EXERCISE BRIEF: Switch "object detector" to "object locator" everywhere in the listing below and write out all of its lines again with nothing else changed. Leave the pictures out of your answer.
═══ RECORDS TO PROCESS
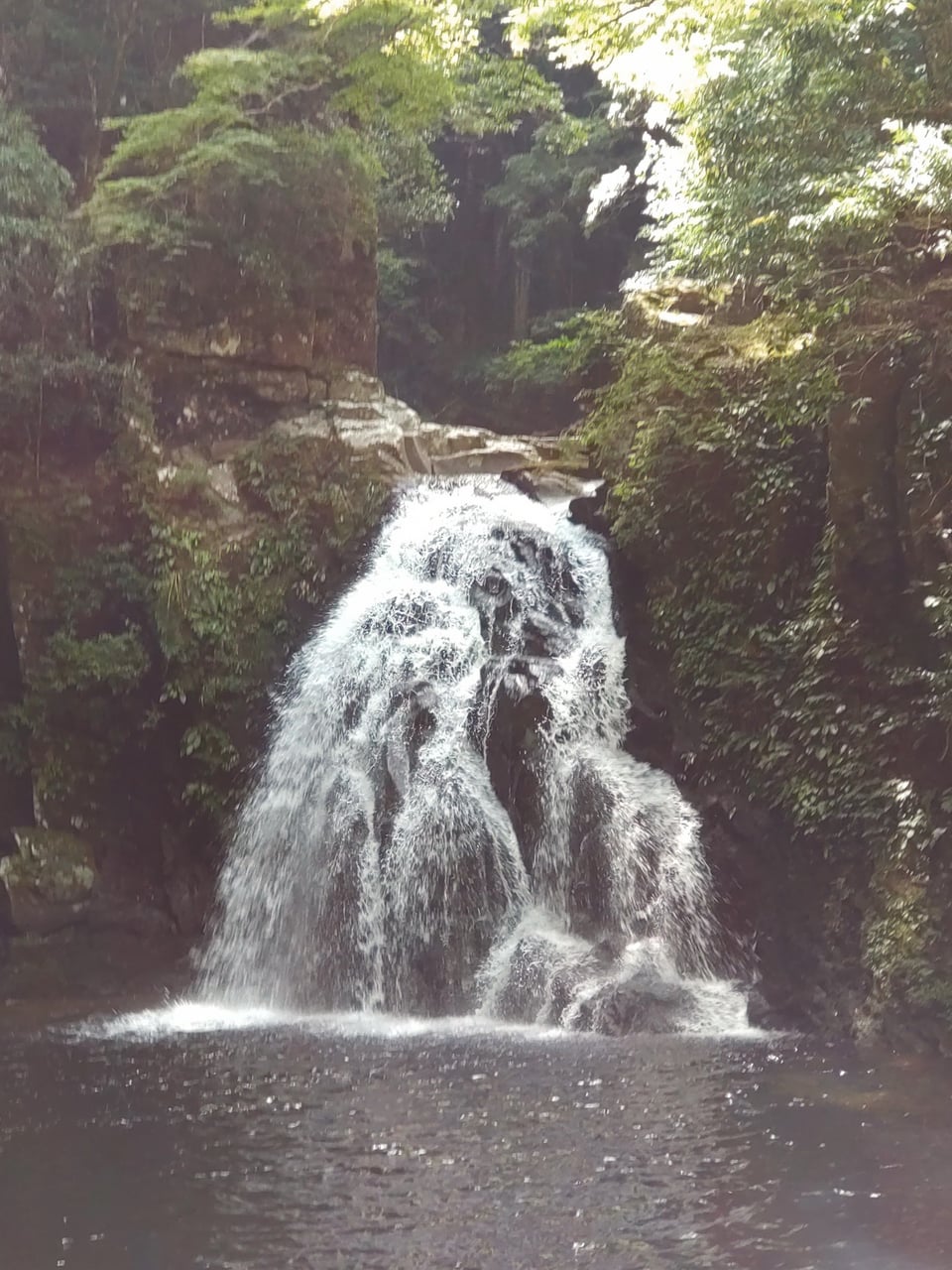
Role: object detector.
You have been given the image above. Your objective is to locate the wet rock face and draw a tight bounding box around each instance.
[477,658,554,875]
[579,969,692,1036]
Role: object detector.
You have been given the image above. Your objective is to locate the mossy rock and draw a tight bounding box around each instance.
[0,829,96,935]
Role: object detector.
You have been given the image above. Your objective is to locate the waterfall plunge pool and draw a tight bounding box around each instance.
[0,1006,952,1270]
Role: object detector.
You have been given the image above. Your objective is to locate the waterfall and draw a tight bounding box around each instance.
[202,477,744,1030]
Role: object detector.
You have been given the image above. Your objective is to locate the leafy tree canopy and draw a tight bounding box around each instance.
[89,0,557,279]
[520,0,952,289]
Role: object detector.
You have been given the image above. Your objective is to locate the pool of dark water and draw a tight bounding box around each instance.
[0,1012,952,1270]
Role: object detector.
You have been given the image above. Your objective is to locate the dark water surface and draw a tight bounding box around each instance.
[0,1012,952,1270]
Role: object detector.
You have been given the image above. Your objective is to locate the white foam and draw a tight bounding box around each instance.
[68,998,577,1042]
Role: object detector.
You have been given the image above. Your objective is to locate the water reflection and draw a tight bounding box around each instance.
══════
EXERCISE RESPONSE:
Role: object locator.
You have been given the image above. Your objective is to locate the wet rock face and draw a tight bounding box around each instance.
[477,658,554,875]
[579,969,692,1036]
Role: object locator.
You have been given the image above. Your objective is to locate the mossy rock and draw a tight bounding box around each instance.
[0,829,96,935]
Role: object locator.
You have been given the image above. Your objective is to locate the waterfall plunge pool and draw a tight bounding box around each instance.
[0,1006,952,1270]
Role: object locator.
You have been given the image above. Your objective is to locate the waterfall and draw a tight bounding box around each instance.
[202,477,744,1030]
Role: object locator.
You have been given the image above. Your objective is to locate the leafy tree canopy and draw a tight bounding box around each instance.
[89,0,557,279]
[520,0,952,289]
Role: object locator.
You have been given the image above. Your objective is to locate the pool of dark water and draw a tight bounding box around each instance.
[0,1012,952,1270]
Role: object locator.
You have been given the image above. Your objective is to locate the dark water surface and draw a tight bounding box around each instance.
[0,1012,952,1270]
Role: object locator.
You have been given the image above. Your objective is to locate the white foam and draw a tight bounding box around each instance.
[68,998,577,1042]
Role: object locator.
You have been given the image above. Your objective is to locate the water reflection and draw a tight bounding box around each instance.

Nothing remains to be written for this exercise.